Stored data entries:
#####
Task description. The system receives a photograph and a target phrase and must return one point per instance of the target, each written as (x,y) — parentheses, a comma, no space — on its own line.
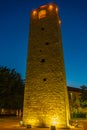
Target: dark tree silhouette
(11,89)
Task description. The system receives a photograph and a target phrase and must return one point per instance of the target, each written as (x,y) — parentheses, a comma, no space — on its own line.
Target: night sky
(14,30)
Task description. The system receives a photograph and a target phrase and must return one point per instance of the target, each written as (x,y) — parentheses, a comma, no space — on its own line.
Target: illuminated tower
(45,99)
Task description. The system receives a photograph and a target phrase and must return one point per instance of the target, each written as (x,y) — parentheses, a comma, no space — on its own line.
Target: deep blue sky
(14,29)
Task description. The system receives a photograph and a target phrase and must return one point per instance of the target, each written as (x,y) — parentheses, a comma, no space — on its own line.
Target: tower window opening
(44,79)
(43,60)
(40,50)
(42,28)
(42,14)
(34,12)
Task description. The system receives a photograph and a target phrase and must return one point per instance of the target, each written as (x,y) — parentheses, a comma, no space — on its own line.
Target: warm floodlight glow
(59,21)
(34,12)
(50,7)
(42,14)
(54,121)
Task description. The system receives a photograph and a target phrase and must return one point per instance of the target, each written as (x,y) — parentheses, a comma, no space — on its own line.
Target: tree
(11,89)
(83,96)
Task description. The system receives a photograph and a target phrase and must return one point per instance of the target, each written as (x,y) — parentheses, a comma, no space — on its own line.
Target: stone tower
(45,99)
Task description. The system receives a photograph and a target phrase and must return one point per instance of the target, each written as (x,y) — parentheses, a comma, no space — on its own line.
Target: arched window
(42,14)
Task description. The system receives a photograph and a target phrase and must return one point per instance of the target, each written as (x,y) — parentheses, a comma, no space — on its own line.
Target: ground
(14,124)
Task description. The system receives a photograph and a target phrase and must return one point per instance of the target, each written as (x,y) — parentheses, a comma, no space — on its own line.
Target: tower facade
(45,98)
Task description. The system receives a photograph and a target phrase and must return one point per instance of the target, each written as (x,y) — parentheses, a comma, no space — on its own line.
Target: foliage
(83,96)
(11,89)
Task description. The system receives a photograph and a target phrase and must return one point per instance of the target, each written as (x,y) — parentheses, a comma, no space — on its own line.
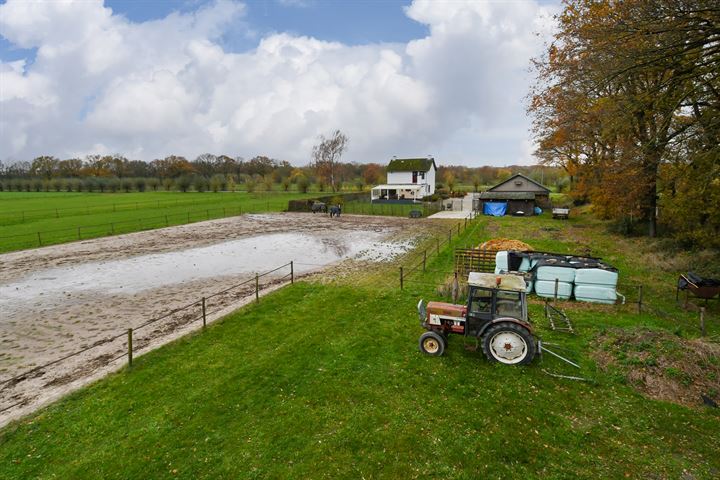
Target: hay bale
(505,244)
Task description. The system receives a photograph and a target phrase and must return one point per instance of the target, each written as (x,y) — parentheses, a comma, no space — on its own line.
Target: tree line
(208,172)
(627,102)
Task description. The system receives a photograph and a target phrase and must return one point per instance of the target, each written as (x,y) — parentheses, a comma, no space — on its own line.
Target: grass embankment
(324,380)
(66,217)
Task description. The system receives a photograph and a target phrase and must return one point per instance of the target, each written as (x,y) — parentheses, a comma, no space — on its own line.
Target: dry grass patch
(661,365)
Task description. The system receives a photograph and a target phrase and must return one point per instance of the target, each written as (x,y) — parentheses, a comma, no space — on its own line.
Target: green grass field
(324,380)
(29,220)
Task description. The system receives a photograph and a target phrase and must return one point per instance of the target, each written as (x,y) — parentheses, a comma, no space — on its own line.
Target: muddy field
(61,299)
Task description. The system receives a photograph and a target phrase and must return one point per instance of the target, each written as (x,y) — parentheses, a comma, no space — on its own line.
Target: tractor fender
(505,319)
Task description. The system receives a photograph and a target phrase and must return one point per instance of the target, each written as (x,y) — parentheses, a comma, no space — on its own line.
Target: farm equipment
(495,315)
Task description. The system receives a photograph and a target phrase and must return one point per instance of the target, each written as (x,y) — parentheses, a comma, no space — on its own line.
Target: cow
(318,207)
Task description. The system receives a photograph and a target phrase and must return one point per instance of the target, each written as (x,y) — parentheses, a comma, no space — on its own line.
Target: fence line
(35,239)
(22,376)
(423,257)
(56,212)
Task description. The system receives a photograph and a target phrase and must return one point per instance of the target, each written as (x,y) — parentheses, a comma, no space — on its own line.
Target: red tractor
(495,315)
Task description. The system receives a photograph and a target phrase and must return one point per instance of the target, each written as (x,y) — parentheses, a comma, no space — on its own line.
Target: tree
(327,154)
(45,166)
(624,89)
(371,173)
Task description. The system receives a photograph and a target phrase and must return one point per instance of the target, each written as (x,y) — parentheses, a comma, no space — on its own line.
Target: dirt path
(38,325)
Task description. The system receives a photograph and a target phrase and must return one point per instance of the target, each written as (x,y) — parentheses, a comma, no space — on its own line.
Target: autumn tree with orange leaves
(627,101)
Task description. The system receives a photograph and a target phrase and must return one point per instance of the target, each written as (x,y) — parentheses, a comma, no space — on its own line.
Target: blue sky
(153,78)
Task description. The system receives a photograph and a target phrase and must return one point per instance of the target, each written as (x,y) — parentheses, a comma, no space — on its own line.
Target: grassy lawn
(57,216)
(324,380)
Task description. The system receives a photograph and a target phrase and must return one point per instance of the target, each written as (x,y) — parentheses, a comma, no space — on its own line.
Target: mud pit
(57,300)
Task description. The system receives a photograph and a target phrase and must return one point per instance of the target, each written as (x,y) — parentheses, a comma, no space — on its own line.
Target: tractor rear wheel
(509,343)
(432,344)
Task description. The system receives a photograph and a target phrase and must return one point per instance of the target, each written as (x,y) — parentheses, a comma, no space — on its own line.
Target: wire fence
(137,339)
(22,216)
(84,232)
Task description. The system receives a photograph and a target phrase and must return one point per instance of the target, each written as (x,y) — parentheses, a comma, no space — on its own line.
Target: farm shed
(519,183)
(514,201)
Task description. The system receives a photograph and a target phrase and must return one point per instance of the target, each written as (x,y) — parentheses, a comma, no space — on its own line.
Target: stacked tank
(586,279)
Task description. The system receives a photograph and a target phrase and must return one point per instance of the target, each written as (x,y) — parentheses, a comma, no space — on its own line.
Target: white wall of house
(407,177)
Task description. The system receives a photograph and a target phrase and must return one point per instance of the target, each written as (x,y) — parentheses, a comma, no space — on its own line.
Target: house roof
(399,186)
(507,196)
(411,164)
(521,176)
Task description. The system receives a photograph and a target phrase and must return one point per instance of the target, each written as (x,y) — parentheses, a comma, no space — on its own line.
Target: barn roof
(530,180)
(507,196)
(411,164)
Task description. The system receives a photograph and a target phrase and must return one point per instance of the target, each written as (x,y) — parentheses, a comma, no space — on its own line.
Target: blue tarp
(496,209)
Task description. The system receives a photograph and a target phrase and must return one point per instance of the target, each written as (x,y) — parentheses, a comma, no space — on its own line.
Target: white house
(407,179)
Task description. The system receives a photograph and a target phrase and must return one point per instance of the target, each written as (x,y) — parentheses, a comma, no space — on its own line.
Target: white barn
(408,179)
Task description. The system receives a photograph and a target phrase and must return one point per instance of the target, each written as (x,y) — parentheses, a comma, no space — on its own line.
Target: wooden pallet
(474,260)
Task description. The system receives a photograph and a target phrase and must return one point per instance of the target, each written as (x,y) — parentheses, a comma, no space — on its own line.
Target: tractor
(495,315)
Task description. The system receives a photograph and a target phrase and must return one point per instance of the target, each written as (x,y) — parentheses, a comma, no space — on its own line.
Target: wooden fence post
(129,347)
(456,287)
(257,288)
(204,316)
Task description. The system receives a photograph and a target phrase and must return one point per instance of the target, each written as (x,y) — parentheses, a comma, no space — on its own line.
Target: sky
(151,78)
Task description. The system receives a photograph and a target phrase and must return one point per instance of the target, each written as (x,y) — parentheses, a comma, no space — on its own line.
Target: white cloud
(100,81)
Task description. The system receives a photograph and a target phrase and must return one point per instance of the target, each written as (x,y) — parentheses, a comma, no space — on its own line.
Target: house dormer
(407,179)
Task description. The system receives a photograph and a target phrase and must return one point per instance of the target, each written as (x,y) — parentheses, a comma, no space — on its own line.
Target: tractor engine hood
(446,309)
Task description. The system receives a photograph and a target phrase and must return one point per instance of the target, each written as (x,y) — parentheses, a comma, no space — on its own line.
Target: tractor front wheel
(432,344)
(509,343)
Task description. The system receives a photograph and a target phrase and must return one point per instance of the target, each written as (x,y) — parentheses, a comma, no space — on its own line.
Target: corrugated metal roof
(507,196)
(521,176)
(410,164)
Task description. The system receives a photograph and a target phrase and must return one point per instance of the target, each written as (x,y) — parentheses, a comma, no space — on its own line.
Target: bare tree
(326,155)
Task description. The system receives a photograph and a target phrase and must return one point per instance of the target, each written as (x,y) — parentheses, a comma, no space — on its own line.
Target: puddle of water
(238,257)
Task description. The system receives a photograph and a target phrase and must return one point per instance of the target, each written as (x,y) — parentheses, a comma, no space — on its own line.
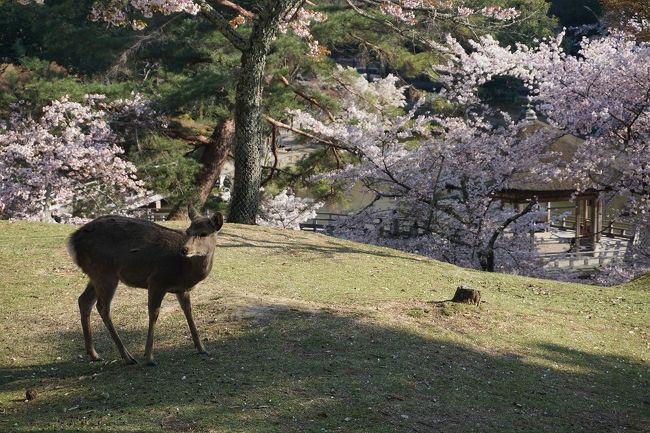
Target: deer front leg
(86,302)
(186,306)
(155,299)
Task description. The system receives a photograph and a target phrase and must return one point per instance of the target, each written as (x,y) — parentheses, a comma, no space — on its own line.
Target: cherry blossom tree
(286,210)
(439,173)
(69,155)
(267,19)
(602,95)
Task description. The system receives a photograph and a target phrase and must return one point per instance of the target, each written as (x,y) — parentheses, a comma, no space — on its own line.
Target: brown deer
(142,254)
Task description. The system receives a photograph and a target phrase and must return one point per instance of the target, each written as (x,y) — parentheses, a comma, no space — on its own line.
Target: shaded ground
(310,334)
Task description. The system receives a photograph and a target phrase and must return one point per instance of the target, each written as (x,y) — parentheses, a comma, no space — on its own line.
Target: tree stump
(467,295)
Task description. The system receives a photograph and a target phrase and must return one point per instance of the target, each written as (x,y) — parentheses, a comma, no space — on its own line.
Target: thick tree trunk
(214,157)
(248,100)
(248,136)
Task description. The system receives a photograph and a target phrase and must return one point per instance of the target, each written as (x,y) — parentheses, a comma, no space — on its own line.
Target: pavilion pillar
(599,218)
(578,215)
(593,222)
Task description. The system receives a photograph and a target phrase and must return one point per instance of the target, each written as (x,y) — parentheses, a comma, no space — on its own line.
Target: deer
(142,254)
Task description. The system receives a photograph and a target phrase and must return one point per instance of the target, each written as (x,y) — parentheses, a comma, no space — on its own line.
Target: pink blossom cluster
(602,96)
(69,154)
(116,13)
(299,21)
(286,210)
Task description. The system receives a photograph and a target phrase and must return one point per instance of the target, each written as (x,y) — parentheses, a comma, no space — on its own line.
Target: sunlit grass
(310,333)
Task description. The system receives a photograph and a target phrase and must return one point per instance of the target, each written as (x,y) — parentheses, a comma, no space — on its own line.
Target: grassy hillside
(314,334)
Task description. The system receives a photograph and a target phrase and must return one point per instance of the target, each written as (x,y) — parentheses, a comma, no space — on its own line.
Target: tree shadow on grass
(289,370)
(329,247)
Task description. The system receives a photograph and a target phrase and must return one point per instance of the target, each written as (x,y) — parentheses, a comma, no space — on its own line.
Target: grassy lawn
(313,334)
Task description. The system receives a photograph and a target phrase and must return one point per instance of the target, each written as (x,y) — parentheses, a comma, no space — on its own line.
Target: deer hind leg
(105,289)
(86,302)
(155,299)
(186,306)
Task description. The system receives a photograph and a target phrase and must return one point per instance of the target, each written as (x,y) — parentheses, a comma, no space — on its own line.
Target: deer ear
(217,221)
(191,212)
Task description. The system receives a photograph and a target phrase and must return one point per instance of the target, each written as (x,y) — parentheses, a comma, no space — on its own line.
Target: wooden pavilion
(588,209)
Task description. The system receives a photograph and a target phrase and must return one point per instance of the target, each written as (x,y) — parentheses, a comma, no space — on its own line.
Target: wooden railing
(582,259)
(612,230)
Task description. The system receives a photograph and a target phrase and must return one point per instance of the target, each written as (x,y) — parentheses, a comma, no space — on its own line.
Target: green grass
(314,334)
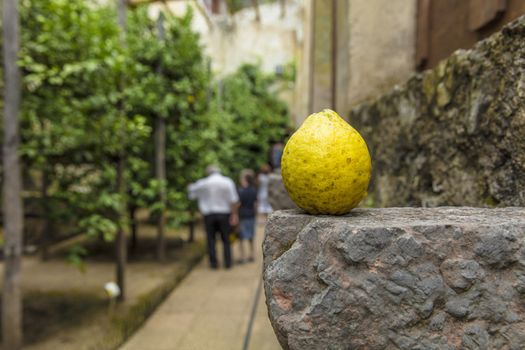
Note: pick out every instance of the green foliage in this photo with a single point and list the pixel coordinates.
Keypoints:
(250, 118)
(89, 98)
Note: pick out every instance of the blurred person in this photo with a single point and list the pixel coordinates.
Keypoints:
(247, 211)
(263, 206)
(218, 203)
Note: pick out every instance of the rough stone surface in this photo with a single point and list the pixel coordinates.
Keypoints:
(397, 278)
(277, 195)
(453, 135)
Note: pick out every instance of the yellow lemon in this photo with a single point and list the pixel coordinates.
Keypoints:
(326, 165)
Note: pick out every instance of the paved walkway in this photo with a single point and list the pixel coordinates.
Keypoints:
(211, 309)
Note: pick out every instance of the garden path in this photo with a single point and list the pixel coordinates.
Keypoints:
(212, 309)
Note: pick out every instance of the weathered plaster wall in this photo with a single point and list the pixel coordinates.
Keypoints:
(231, 41)
(453, 135)
(381, 46)
(375, 49)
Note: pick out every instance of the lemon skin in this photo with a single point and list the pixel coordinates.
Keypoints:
(326, 165)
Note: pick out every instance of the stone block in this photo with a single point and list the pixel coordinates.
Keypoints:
(397, 278)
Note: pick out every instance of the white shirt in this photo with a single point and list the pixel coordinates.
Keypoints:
(215, 194)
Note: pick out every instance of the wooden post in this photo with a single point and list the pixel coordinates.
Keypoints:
(160, 162)
(12, 184)
(120, 244)
(255, 4)
(191, 226)
(45, 234)
(132, 209)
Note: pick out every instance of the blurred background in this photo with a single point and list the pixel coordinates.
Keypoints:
(124, 103)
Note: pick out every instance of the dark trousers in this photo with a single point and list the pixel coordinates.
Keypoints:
(218, 223)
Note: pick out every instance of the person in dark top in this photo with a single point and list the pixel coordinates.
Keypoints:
(247, 212)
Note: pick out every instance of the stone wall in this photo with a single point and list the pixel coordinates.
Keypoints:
(454, 135)
(397, 278)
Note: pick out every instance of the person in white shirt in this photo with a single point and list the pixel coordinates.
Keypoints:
(218, 203)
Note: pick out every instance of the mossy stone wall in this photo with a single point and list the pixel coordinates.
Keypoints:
(453, 135)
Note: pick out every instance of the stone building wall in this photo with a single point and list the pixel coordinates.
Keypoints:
(454, 135)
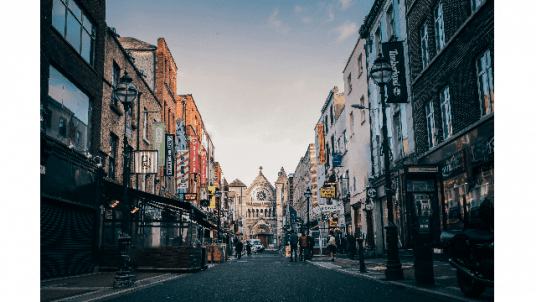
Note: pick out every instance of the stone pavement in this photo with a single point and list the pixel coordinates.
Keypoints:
(98, 286)
(444, 275)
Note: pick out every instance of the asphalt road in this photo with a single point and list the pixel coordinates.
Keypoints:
(271, 277)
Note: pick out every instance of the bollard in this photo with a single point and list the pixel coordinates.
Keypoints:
(361, 256)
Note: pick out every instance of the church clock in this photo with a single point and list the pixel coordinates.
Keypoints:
(261, 195)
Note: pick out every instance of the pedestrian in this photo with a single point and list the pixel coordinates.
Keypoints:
(293, 245)
(239, 246)
(303, 246)
(332, 246)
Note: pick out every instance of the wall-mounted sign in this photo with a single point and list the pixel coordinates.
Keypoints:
(190, 196)
(453, 165)
(158, 141)
(327, 192)
(321, 150)
(396, 88)
(170, 155)
(145, 162)
(203, 168)
(194, 148)
(337, 159)
(183, 159)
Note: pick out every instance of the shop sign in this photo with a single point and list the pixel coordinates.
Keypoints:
(327, 192)
(453, 165)
(322, 150)
(170, 156)
(483, 151)
(396, 88)
(158, 141)
(145, 162)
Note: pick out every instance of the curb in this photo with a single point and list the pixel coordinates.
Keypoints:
(395, 283)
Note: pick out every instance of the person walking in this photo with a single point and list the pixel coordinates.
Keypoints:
(332, 246)
(293, 245)
(239, 246)
(303, 246)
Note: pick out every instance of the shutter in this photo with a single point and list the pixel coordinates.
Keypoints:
(66, 239)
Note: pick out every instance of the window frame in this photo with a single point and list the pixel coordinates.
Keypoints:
#####
What to produce: All lines of the records above with the word "sign" in them are to be copied.

Exercise response:
Note: pick out every instance of the wall-mounted sign in this photo with a single point and list the pixel coordinates.
Note: pick out every instance of the shop sign in this photo with a single point and list the pixel coordinates.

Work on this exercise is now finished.